- **SOURCE PASSAGE**
^^^^^^^^^^^^^^^^
Onecom Price Increase: Why Your Bill Doubled & What to Do About It
Onecom Price Increase: Why Your Bill Doubled & What to Do About It
The Moment the Bill Arrives
It usually happens around month 18 or 19 of a 36-month contract. You open your Onecom bill and the number is wrong. It has to be wrong. Your monthly cost per line has jumped from something like 25 pounds to 75, 80, or even more. You check again. It is not a mistake.
Welcome to the Onecom pricing model. And you are not alone — this is one of the single most common complaints about the company, reported across Trustpilot (where Onecom has over 13,000 reviews), the Facebook group "Onecom problems & mis-sold contracts" (1,400+ members), and directly to us at Compare The Networks.
We are an independent, OFCOM-regulated business telecoms comparison service. We have been helping UK businesses compare mobile deals since 2008. The Onecom price increase is something we see every week, and here is exactly what is happening, why, and what you can do about it.
^^^^^^^^^^^^^^^^
- **MATERIAL PROVIDED**
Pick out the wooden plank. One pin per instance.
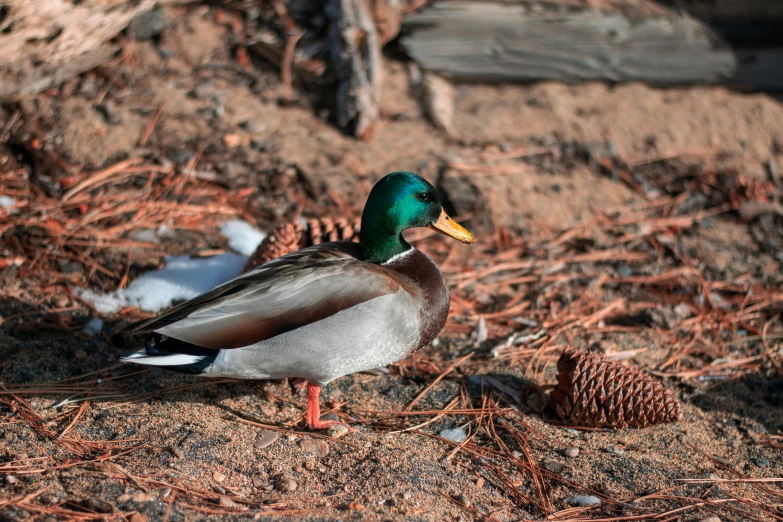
^^^^^^^^^^^^^^^^
- **ACTIONS TO TAKE**
a: Repeat the Onecom price increase article starting with "Welcome to the" and going on through "Compare The Networks.", changing "complaints" to "grievances".
b: In the Onecom price increase article, around which month of a 36-month contract does the bill usually jump?

- **SOLUTIONS TO THE PROBLEMS**
a:
Welcome to the Onecom pricing model. And you are not alone — this is one of the single most common grievances about the company, reported across Trustpilot (where Onecom has over 13,000 reviews), the Facebook group "Onecom problems & mis-sold contracts" (1,400+ members), and directly to us at Compare The Networks.

b: Around month 18 or 19.